[AIM]: Find every line below that contains the string "hand" and copy each one in full. Treat uppercase and lowercase letters as different.

[WORKING DATA]:

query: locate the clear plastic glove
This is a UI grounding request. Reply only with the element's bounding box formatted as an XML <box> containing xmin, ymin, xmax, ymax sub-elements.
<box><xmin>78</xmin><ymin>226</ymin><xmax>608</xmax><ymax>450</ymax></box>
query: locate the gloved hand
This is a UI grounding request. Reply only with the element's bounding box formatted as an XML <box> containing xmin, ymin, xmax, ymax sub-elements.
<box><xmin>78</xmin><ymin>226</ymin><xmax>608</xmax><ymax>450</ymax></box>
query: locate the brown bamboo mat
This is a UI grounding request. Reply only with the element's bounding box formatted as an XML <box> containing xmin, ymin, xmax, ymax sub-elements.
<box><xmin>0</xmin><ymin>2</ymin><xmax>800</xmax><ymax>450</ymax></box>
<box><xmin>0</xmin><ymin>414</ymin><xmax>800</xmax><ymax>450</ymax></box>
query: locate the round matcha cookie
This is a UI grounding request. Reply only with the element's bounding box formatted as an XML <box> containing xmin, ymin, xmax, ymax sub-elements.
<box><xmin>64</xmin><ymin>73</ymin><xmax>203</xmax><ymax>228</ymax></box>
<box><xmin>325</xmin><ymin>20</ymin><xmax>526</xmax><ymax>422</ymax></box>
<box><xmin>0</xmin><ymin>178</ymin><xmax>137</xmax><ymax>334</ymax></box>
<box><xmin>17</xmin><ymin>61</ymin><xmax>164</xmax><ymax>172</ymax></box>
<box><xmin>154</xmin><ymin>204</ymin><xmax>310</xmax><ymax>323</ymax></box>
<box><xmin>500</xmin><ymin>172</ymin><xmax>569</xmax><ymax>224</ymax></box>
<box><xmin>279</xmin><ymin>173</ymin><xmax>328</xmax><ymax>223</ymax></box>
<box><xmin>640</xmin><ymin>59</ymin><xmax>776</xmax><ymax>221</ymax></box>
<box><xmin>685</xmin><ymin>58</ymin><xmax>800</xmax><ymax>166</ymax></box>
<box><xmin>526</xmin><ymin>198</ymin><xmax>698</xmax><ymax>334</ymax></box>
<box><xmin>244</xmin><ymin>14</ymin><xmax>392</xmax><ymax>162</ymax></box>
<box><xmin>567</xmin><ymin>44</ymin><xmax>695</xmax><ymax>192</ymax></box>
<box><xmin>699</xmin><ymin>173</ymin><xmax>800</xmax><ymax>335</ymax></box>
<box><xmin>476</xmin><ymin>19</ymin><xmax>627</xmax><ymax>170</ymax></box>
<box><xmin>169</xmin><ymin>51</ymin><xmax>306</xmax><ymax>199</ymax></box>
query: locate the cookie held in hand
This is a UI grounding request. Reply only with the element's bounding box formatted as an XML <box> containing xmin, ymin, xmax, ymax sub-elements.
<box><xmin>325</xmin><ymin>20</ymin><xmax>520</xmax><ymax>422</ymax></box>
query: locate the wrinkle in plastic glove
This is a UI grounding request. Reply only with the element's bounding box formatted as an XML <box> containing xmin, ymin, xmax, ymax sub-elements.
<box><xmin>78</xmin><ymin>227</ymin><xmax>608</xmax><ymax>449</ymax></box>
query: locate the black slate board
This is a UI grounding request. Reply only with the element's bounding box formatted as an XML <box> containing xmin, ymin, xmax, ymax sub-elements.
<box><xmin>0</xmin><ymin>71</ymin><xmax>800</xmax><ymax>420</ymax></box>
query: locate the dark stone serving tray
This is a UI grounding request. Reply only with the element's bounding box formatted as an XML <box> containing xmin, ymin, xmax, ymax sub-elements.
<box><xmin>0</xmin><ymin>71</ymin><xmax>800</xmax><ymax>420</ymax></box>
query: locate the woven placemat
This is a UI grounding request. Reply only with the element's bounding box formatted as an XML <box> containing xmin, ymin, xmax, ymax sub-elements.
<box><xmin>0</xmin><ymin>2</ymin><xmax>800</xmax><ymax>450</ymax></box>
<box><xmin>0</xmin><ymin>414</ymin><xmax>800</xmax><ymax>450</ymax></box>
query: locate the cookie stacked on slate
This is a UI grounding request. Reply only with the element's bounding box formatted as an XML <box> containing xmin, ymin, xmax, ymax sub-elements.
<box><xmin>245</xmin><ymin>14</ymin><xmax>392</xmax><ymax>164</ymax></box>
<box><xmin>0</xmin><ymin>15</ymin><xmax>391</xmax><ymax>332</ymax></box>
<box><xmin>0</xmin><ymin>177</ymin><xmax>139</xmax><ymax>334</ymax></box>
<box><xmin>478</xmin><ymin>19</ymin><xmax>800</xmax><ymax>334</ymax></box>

[SOLUTION TO THE PROBLEM]:
query: locate the gloved hand
query: locate the cookie held in hand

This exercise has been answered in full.